▶ [Exercise brief]: Your output should be the listing itself, repeated exactly.

···

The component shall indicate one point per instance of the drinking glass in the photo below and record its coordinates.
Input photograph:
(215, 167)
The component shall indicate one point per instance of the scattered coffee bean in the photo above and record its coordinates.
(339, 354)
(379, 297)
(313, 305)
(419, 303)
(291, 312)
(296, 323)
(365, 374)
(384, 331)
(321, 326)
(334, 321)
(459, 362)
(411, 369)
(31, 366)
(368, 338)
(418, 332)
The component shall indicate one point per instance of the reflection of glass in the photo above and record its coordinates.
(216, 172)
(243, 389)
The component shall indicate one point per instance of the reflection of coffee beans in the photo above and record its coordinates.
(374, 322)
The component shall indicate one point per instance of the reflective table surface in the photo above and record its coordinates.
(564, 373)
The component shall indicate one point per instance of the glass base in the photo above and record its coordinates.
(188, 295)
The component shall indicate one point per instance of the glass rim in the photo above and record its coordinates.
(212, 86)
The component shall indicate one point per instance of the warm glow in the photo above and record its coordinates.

···

▶ [Response area]:
The component shall indicate one point per instance of the drinking glass in the photo below and record its coordinates.
Input photograph:
(215, 167)
The component shall indicate one point per instance of the scattered coffee bean in the photo above and record its coordinates.
(339, 354)
(379, 297)
(313, 305)
(419, 303)
(291, 312)
(296, 323)
(365, 374)
(384, 331)
(321, 326)
(334, 321)
(459, 362)
(411, 369)
(31, 366)
(368, 338)
(418, 332)
The component shall indicate one point per instance of the reflection of glass in the photo above and record its coordinates.
(216, 172)
(243, 389)
The component shall indicate one point per instance of the reflection of coffee beans in the photo above and record its coordinates.
(374, 322)
The component shall indicate one point per instance of the reflective table surface in the photo above and record its coordinates.
(564, 373)
The component shall indicate one point per instance of the glass base in the photo above and record its coordinates.
(188, 295)
The component shall indicate one point per instance of the glass rim in the photo above and record its coordinates.
(212, 86)
The component shall indicate one point per instance of the warm glow in the photo above and record its coordinates.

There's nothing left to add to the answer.